» **DOCUMENT TEXT**:
## start
Who Else Wants to Know How to Hire the Right Person? Three tips for getting it right the first time

Hiring the wrong person is incredibly costly for any company.  Once you figure in the wasted costs involved in hiring (interview time, background checks, pre-employment testing, recruiting fees, advertising costs), on the job costs (training, payroll, benefits), and intangibles (low productivity, lost sales, negative impact on clients, team stress, other employees needing to cover the open role), the costs are staggering.  Then add in the need to do it all over again!

The trick of course is to hire the right person for the job the first time rather than go through the torturous process repeatedly. Here are three tips for getting it right the first time.

  1. Clearly define the role. For most hiring managers, writing a job description is deadly dull and difficult—a task best left to human resources professionals. Unfortunately, your HR support team does not know the position as well as you do—particularly if it is a newly created role or a unique position. Therefore, most job descriptions are vague using lots of jargon to make up for the lack of specificity.
  2. Clearly define the way the tasks must be performed. Understanding your conative (doing) style and the style the job requires goes a long way toward ensuring you’ll identify the proper candidate. Think hard about how important the processes involved are—is the methodology what is critical or is the end result more important (by the way, that is not a trick question—either answer can be appropriate). Are you (the hiring manager) comfortable allowing team members to solve problems in ways that are uncomfortable for you?
## end
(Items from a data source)
## start
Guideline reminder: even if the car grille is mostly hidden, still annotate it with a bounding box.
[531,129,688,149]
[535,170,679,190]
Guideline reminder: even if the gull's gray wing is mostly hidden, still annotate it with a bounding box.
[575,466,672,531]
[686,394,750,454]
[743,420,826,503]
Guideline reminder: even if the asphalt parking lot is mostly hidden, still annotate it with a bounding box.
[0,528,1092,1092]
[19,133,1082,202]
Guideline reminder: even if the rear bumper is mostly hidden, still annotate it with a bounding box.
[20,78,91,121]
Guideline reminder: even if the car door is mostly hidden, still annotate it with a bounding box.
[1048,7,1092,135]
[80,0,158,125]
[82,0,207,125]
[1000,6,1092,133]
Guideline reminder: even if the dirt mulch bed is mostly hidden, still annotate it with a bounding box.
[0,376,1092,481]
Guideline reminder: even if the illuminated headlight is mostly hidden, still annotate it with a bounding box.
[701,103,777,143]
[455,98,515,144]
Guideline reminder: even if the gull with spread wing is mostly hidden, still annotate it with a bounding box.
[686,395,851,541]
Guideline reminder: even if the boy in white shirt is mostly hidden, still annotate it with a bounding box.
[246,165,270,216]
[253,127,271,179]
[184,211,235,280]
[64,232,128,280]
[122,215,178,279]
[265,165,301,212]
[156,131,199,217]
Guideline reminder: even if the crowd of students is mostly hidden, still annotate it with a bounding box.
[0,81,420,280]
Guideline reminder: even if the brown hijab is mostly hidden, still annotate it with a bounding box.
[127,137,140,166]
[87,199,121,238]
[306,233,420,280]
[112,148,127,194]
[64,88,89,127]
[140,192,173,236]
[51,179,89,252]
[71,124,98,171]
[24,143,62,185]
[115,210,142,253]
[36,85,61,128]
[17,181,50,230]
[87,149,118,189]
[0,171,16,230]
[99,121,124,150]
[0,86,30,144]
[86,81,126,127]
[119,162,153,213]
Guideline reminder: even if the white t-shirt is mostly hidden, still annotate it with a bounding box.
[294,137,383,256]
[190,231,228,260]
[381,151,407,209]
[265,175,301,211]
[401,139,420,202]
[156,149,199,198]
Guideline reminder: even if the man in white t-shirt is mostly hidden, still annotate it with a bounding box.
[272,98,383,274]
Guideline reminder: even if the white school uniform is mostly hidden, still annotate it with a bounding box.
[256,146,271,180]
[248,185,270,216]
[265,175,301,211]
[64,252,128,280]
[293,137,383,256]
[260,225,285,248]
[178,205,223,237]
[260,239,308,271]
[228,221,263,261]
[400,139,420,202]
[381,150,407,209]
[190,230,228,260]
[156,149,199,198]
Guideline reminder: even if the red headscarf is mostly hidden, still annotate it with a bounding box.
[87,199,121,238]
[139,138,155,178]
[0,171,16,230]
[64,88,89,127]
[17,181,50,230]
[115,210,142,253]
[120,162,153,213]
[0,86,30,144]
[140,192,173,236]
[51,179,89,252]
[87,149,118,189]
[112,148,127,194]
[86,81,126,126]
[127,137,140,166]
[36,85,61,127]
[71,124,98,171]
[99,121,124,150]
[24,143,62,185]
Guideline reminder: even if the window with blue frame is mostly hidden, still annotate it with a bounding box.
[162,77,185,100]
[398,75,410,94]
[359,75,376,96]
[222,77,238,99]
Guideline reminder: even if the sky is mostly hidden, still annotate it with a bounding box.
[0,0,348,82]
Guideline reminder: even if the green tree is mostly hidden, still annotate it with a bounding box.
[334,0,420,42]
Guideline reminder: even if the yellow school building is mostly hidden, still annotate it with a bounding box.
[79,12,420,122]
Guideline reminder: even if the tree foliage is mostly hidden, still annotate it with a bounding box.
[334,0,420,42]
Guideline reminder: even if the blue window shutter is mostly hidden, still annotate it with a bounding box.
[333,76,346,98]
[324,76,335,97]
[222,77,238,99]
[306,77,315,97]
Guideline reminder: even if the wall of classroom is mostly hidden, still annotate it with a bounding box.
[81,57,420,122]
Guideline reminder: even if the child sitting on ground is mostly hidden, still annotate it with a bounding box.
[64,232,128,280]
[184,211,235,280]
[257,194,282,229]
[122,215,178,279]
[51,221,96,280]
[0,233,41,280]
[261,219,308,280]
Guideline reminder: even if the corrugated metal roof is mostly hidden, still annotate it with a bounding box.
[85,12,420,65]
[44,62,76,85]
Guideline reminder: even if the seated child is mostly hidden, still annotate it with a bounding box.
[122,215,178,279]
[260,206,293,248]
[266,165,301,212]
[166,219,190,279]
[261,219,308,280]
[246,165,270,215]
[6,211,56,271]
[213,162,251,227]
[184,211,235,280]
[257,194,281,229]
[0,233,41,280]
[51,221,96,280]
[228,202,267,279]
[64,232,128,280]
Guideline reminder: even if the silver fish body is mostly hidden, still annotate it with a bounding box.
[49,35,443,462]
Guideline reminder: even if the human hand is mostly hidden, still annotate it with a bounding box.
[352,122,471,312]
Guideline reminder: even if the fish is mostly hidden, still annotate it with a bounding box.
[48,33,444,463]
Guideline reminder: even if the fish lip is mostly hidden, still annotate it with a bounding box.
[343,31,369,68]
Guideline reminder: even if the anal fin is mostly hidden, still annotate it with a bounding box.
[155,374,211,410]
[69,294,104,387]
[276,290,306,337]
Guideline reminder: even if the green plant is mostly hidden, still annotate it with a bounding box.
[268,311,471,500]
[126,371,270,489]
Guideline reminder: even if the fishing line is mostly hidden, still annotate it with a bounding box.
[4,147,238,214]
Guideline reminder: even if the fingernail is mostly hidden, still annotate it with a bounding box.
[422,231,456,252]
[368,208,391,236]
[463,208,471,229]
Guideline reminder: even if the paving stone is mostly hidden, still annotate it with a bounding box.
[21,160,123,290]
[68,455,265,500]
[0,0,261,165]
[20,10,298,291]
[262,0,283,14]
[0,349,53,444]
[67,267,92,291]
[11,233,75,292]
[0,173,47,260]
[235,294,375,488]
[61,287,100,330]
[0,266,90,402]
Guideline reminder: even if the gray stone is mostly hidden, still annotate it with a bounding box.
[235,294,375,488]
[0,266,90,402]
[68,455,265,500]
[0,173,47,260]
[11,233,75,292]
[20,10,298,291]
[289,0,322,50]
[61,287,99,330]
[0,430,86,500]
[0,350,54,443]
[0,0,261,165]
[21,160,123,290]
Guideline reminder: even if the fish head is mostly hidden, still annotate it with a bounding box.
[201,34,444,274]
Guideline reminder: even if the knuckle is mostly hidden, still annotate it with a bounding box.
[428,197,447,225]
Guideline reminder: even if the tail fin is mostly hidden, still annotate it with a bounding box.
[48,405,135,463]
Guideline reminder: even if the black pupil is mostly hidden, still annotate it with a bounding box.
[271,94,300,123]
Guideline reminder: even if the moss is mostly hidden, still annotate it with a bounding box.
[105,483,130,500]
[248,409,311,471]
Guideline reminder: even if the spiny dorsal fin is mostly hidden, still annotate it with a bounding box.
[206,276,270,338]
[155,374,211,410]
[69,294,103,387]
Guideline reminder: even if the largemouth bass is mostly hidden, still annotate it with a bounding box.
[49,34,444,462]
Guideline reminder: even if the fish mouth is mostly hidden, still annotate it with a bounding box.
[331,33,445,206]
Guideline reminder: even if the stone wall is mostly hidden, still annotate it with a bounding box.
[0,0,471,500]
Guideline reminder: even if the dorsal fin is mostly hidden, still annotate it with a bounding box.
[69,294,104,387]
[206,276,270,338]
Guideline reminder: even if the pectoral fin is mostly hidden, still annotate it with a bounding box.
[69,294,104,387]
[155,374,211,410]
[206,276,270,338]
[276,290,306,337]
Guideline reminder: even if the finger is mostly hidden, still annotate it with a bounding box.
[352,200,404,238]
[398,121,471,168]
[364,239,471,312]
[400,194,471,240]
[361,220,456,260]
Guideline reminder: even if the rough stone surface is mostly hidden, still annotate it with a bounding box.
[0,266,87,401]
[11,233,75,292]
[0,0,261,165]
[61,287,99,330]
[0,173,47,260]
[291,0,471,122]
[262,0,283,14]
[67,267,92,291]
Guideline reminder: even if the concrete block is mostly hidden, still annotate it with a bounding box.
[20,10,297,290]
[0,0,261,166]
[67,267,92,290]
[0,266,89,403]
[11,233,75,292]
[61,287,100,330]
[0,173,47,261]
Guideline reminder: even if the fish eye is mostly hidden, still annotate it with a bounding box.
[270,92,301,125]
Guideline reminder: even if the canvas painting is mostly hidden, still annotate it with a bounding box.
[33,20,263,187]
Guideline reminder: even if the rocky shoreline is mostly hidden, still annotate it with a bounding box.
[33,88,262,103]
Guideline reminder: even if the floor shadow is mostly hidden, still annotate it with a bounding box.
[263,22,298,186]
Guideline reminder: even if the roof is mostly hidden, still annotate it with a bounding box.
## end
» **TASK INSTRUCTIONS**:
1. The hiring article names several wasted costs involved in hiring. List each of them.
2. Retype everything in the listing from the line containing "Guideline reminder: even if the illuminated" down to the line containing "[0,81,420,280]", including both of those lines.
The hiring article and the listing have no connection to each other.

» **PER-TASK OUTPUTS**:
1. interview time, background checks, pre-employment testing, recruiting fees, advertising costs

2.
Guideline reminder: even if the illuminated headlight is mostly hidden, still annotate it with a bounding box.
[701,103,777,143]
[455,98,515,144]
Guideline reminder: even if the gull with spread wing is mostly hidden, still annotate it with a bounding box.
[686,395,851,541]
Guideline reminder: even if the boy in white shirt is mostly hidden, still annotate it with a bounding box.
[246,165,270,216]
[253,127,271,179]
[184,211,235,280]
[64,232,128,280]
[122,215,178,279]
[265,165,301,212]
[156,131,199,217]
Guideline reminder: even if the crowd of students is mostly hidden, still annotate it with a bounding box.
[0,81,420,280]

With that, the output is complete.